=== Task brief ===
Write the entries out in full, matching them exactly.

=== Raw data ===
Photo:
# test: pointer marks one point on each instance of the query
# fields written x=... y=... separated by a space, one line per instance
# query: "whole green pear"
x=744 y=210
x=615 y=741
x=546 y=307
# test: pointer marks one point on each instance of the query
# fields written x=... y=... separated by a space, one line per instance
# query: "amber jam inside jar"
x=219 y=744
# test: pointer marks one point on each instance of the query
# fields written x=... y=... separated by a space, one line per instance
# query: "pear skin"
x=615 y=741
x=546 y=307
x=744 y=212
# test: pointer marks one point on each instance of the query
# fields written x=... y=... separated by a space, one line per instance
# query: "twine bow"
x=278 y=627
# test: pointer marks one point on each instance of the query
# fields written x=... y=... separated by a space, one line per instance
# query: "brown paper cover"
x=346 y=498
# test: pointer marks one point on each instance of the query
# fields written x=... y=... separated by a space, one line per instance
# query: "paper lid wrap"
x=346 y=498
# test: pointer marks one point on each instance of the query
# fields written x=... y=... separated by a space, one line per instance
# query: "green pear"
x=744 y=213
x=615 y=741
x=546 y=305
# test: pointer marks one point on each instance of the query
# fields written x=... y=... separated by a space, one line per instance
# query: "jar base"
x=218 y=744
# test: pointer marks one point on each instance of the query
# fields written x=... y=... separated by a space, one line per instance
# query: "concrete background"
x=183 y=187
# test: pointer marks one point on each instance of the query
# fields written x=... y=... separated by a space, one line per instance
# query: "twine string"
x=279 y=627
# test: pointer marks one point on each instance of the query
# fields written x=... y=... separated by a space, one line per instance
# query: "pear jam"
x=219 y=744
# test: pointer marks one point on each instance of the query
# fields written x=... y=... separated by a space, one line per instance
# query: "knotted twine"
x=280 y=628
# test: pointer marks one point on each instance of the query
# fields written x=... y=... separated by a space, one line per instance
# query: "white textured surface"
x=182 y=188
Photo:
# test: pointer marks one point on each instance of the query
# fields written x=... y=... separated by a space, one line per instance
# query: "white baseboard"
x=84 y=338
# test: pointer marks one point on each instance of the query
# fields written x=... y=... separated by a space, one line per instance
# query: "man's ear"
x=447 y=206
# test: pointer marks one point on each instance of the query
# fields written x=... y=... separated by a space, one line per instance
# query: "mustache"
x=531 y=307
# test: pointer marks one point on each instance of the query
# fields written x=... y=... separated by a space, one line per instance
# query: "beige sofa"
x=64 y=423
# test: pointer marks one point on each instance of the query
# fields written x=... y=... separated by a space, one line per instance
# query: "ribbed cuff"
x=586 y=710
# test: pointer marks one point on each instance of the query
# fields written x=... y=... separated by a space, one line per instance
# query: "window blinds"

=== Exercise output ===
Photo:
# test: pointer marks one point on each instance of the query
# fields written x=... y=... separated by a space, one line per instance
# query: "whole green pear"
x=744 y=210
x=615 y=741
x=546 y=307
# test: pointer marks one point on each instance of the query
# fields written x=... y=... separated by a space, one line per instance
# query: "amber jam inside jar"
x=219 y=744
# test: pointer marks one point on each instance of the query
# fields written x=... y=... separated by a space, one line per instance
# query: "pear skin"
x=615 y=741
x=546 y=307
x=744 y=212
# test: pointer marks one point on each instance of the query
# fields written x=... y=... separated by a space, one line per instance
# query: "twine bow"
x=278 y=627
# test: pointer marks one point on each instance of the query
# fields written x=... y=... separated by a space, one line per instance
# query: "brown paper cover"
x=346 y=498
# test: pointer marks one point on each instance of the query
# fields written x=... y=... separated by a space, one line per instance
# query: "paper lid wrap"
x=346 y=498
# test: pointer marks one point on each instance of the query
# fields written x=... y=... separated by a space, one line per instance
# query: "green pear"
x=744 y=213
x=615 y=741
x=546 y=305
# test: pointer marks one point on each instance of the query
# fields written x=... y=... separated by a space, one line per instance
# query: "jar base"
x=218 y=744
# test: pointer marks one point on each instance of the query
# fields written x=... y=... separated by a space, one line per instance
# query: "concrete background"
x=183 y=187
# test: pointer marks one point on each instance of the query
# fields written x=... y=... separated by a space, one line per instance
# query: "twine string"
x=279 y=627
# test: pointer marks one point on each instance of the query
# fields written x=... y=... separated by a space, one line per instance
# query: "pear jam"
x=219 y=744
# test: pointer marks one point on each instance of the query
# fields written x=... y=... separated by a space, one line per instance
# query: "knotted twine"
x=280 y=628
# test: pointer marks one point on each instance of the query
# fields written x=... y=... separated by a space, one line per instance
# query: "white textured surface"
x=182 y=188
Photo:
# test: pointer marks one point on each instance of the query
# fields written x=... y=... separated by a space, one line per instance
# query: "white baseboard"
x=84 y=338
# test: pointer marks one point on each instance of the query
# fields written x=... y=... separated by a space, one line per instance
# query: "man's ear"
x=447 y=206
# test: pointer marks one point on each instance of the query
# fields written x=... y=... separated by a space, one line per instance
# query: "mustache"
x=531 y=307
# test: pointer marks one point on each instance of the query
# fields written x=... y=... separated by a space, one line per instance
# query: "beige sofa"
x=64 y=423
# test: pointer marks one point on each instance of the query
# fields written x=... y=... separated by a space, one line per instance
# query: "ribbed cuff"
x=586 y=710
# test: pointer marks one point on each instance of the query
# fields written x=... y=... separated by a space, one line per instance
# query: "window blinds"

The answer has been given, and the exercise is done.